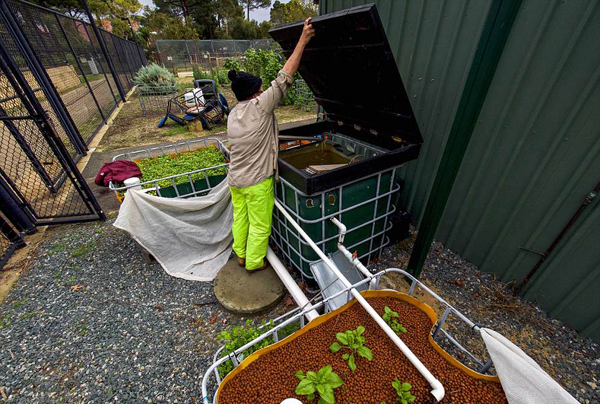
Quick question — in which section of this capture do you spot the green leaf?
[296,379,315,396]
[319,385,335,404]
[356,345,373,361]
[317,365,333,381]
[348,355,356,372]
[327,372,344,389]
[335,332,348,345]
[329,342,342,353]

> _Task objective_: Convert the text of the entries above into a JSON list of strings, one string per line, leaving out blank lines and the pictures.

> _Final answer_:
[
  "Quick question — in which section of this capture do you spot the green leaf?",
  "[296,379,315,396]",
  "[319,385,335,404]",
  "[356,345,373,361]",
  "[317,365,333,381]",
  "[348,355,356,372]",
  "[327,372,344,389]",
  "[335,332,348,345]",
  "[329,342,342,353]"
]